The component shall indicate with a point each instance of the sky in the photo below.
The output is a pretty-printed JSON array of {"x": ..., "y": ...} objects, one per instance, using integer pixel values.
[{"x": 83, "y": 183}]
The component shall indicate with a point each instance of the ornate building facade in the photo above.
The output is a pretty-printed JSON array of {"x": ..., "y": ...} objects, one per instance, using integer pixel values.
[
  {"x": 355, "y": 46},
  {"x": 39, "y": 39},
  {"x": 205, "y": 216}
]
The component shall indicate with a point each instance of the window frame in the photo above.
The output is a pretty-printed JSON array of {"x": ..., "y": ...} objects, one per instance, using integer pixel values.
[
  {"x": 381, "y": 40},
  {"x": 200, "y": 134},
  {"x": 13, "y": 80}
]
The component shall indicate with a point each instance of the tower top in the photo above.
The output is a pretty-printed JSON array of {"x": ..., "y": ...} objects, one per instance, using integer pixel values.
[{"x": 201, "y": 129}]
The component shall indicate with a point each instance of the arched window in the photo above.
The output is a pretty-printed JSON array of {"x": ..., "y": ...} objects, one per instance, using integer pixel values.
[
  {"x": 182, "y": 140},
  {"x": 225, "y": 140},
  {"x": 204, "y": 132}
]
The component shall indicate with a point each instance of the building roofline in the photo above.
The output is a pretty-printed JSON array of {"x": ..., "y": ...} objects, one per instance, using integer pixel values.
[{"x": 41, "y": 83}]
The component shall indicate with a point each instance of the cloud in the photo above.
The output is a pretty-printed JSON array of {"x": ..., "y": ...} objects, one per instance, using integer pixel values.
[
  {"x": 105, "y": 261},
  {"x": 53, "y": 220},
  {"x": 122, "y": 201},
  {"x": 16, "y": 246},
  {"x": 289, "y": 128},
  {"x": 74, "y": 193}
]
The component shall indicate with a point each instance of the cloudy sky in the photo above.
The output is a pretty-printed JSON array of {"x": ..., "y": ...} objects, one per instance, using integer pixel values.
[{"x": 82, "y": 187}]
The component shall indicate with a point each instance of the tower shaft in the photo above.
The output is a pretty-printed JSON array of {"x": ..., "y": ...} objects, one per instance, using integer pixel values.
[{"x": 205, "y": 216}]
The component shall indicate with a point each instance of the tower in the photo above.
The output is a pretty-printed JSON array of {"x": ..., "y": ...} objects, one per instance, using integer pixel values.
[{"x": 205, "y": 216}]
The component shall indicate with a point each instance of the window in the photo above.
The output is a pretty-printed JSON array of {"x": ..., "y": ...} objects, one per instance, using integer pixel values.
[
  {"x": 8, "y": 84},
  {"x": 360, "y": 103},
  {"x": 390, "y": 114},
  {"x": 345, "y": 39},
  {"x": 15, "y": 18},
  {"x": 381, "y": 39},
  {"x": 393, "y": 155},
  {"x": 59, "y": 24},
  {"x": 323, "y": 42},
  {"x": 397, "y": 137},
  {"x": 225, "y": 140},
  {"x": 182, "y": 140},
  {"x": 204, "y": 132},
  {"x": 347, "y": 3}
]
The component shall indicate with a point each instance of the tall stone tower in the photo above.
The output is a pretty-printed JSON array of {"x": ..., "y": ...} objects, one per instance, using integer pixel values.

__Directions__
Where the string "each" appears in a line of the entries, that line counts; state the total number of such lines and nothing else.

__Reply__
12